→ DATA LINES:
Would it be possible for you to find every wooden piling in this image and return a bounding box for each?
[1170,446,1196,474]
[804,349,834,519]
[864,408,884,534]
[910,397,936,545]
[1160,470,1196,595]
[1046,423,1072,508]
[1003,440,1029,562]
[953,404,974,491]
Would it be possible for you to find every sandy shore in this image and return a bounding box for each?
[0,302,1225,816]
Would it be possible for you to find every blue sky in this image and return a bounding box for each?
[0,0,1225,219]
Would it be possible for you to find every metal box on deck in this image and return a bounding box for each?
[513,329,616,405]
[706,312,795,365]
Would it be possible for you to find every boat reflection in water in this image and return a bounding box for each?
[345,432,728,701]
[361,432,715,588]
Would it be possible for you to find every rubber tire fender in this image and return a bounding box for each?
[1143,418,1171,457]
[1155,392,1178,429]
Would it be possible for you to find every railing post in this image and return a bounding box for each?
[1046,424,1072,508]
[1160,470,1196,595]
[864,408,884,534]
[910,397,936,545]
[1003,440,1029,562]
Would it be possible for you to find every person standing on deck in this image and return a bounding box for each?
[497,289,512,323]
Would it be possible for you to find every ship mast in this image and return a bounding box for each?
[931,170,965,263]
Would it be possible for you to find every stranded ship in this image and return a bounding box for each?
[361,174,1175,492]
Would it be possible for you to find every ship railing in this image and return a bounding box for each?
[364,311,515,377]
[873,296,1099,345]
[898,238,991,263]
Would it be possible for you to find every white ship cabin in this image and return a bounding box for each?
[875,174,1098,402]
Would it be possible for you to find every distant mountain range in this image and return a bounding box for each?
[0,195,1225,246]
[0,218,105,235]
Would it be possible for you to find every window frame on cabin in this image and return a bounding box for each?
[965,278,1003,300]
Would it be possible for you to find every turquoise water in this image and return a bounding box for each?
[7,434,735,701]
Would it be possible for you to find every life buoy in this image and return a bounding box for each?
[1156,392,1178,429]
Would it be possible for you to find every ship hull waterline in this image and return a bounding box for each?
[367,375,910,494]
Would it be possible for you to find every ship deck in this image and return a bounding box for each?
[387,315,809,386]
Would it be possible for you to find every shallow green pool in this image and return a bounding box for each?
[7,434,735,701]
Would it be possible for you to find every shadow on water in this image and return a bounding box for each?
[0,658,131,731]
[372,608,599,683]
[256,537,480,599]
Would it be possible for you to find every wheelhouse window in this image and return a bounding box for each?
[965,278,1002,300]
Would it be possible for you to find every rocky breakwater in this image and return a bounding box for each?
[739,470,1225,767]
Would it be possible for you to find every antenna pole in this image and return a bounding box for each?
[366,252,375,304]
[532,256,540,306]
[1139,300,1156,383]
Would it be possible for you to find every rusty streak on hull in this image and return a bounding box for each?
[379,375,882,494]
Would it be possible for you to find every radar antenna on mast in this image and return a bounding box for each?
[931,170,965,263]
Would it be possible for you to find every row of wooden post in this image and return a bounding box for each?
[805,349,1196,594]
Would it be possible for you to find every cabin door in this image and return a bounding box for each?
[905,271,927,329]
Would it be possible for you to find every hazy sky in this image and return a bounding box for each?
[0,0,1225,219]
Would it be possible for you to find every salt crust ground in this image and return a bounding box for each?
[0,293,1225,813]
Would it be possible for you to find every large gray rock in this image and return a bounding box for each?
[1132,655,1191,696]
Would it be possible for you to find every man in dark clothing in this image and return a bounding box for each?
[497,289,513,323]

→ WHAT TO DO:
List every line in the records above that contains the word "ship".

→ CORRECT ANSWER:
Would it be possible for you to find every ship mast in this image and return a bounding box for each?
Would it be possible for you to find every stranded ship in this image and return a bounding box for each?
Would it be possible for you to find every ship railing in this image and return a bounding box for each?
Would it be possible for you to find every white ship cabin in this image and return a bounding box for each?
Would it be possible for you to find every ship hull waterline in this image and return a bounding box for each?
Would it be possible for you to find every ship deck in this image and return a bounding box for each?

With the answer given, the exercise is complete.